↓
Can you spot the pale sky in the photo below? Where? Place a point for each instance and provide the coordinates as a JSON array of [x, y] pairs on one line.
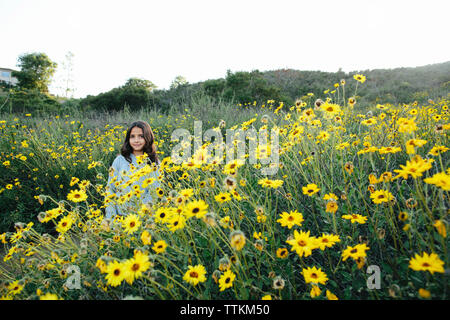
↑
↓
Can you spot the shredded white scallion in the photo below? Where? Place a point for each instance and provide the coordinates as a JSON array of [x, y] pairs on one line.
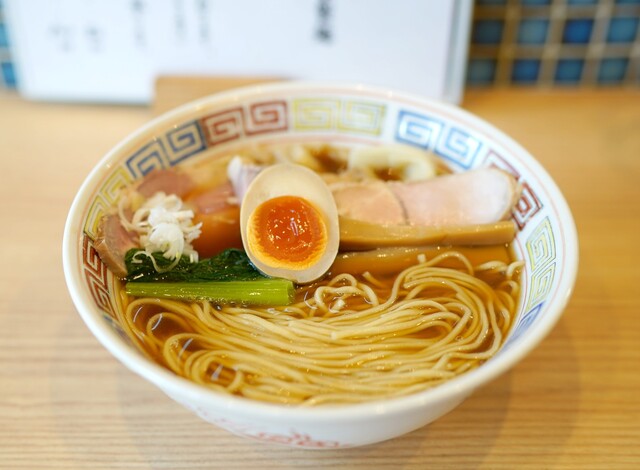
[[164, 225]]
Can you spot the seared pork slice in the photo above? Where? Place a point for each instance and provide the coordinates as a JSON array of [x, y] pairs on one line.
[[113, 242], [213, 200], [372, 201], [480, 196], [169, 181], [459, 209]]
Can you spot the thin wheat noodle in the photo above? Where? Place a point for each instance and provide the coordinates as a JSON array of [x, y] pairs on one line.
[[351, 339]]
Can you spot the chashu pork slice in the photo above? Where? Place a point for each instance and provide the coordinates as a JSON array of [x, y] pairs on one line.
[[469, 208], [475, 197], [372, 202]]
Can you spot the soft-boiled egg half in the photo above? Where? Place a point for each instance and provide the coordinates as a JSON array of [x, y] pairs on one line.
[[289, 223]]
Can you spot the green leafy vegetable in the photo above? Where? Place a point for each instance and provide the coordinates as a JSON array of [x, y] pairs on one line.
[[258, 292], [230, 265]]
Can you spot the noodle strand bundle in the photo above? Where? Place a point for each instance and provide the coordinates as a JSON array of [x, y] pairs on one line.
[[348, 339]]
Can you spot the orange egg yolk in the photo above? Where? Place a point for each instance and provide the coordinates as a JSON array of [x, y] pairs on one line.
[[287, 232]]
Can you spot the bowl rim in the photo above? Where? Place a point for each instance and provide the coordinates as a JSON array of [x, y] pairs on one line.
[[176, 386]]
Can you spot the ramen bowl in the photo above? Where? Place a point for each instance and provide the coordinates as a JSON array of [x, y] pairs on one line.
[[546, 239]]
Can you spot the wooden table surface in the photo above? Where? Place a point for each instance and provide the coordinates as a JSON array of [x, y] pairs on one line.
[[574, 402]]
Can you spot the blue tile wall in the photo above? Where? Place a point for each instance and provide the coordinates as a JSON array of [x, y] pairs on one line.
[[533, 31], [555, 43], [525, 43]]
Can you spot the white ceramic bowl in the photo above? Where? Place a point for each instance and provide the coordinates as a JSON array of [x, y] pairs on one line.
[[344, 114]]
↑
↓
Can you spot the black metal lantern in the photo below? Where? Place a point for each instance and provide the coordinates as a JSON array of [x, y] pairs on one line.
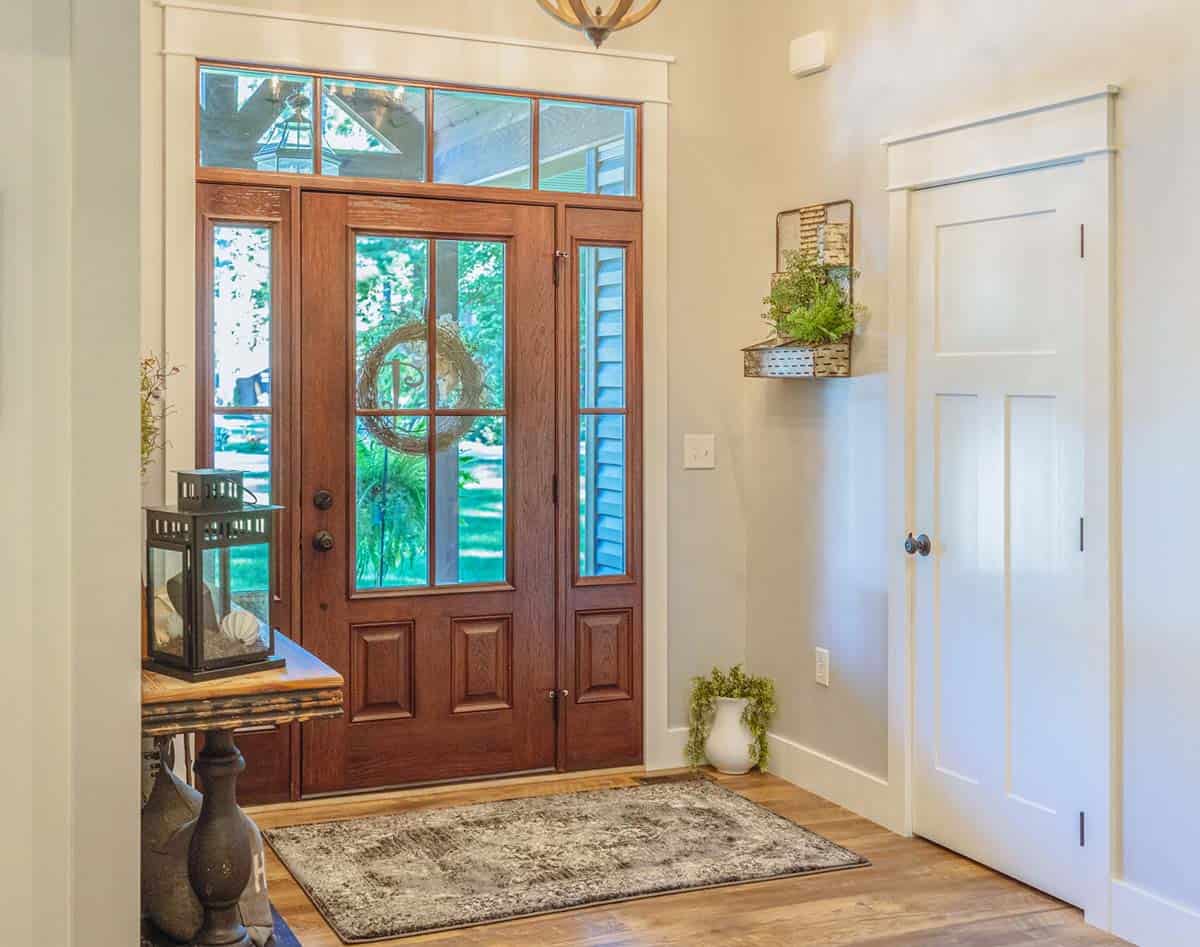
↑
== WHAT YOU HAVE TO DO ==
Copy the records exactly, starting at the line containing "Can you spot the blue" and ending at the line containing "[[344, 114]]", with both of those lines included.

== THE REPLY ==
Can you spot the blue tile wall in the photo above? Where? Place a point for each instance and provide the coordinates as a JSON array of [x, y] pairs on one line.
[[533, 31], [555, 43], [525, 43]]
Can you spot the white ceramic bowl in the photo above? Where? Place a point for each instance and provide the coordinates as a JSON array of [x, y] pairs on one line.
[[344, 114]]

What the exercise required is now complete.